─── EXTRACT PROVIDED
The first three years of your child’s life is extremely vital for his growth and development. It is necessary to schedule regular medical screening, and you must consider pediatric hearing evaluations too. As the name suggests, pediatric hearing test is basically about determining if your child has any hearing issues, and the evaluation also comes in handy for speech pathologists to figure out if there are potential causes of something like delay in speech. Hearing issues, especially in young children, can be treated, and in many cases, also prevented, with early treatment. In most cases, doctors and pediatricians work with speech pathologists and audiologist to diagnose the issues, find symptoms and figure out a treatment plan.
The actual evaluation
As a parent, you have every reason to be concerned about pediatric hearing evaluation, but these are simple tests that doesn’t really demand a lot from the child. The purpose of the test is to determine how a child reacts to different kinds of auditory stimuli. Various kinds of screenings and tests can be selected, based on the age of the child. In some cases, the physician may ask you to wait, because the child may not be able to follow the instructions and directions of the audiologist.
──────
QUESTIONS —
1) In the passage on pediatric hearing evaluation, what determines which kinds of screenings and tests are selected?
2) Write out the portion of the pediatric hearing passage that opens with "The first three" and ends after "a treatment plan.".
─── DATASET RECORDS
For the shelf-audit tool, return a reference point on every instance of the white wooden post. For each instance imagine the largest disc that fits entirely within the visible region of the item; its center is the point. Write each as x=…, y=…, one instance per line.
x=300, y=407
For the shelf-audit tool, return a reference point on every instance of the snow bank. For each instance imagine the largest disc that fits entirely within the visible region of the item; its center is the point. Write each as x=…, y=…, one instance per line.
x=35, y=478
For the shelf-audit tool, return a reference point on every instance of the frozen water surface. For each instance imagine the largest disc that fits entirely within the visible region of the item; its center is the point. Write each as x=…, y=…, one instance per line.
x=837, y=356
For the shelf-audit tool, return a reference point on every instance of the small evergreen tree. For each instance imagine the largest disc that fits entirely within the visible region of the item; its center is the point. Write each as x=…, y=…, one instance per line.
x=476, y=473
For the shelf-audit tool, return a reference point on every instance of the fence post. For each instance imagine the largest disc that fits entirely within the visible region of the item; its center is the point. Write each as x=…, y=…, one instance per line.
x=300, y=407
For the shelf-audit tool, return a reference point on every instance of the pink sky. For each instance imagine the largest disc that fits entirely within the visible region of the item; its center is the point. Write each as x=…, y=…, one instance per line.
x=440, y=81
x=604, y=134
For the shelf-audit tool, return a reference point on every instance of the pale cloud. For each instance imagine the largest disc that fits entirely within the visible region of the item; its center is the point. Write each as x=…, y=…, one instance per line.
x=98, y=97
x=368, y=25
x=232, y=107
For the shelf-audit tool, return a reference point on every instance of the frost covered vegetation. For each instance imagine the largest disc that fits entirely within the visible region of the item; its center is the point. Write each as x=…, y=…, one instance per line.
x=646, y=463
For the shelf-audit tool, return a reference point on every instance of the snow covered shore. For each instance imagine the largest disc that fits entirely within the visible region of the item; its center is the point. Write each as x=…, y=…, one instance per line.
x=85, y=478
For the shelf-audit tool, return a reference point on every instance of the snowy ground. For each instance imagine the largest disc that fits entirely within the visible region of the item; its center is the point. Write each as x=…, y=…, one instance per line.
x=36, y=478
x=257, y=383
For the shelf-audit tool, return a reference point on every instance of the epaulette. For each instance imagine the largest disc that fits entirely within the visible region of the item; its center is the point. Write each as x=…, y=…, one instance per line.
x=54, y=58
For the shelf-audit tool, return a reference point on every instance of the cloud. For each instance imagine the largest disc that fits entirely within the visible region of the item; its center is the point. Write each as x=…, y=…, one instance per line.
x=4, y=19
──────
SOLUTIONS PER TASK —
1) The age of the child.

2)
The first three years of your child’s life is extremely vital for his growth and development. It is necessary to schedule regular medical screening, and you must consider pediatric hearing evaluations too. As the name suggests, pediatric hearing test is basically about determining if your child has any hearing issues, and the evaluation also comes in handy for speech pathologists to figure out if there are potential causes of something like delay in speech. Hearing issues, especially in young children, can be treated, and in many cases, also prevented, with early treatment. In most cases, doctors and pediatricians work with speech pathologists and audiologist to diagnose the issues, find symptoms and figure out a treatment plan.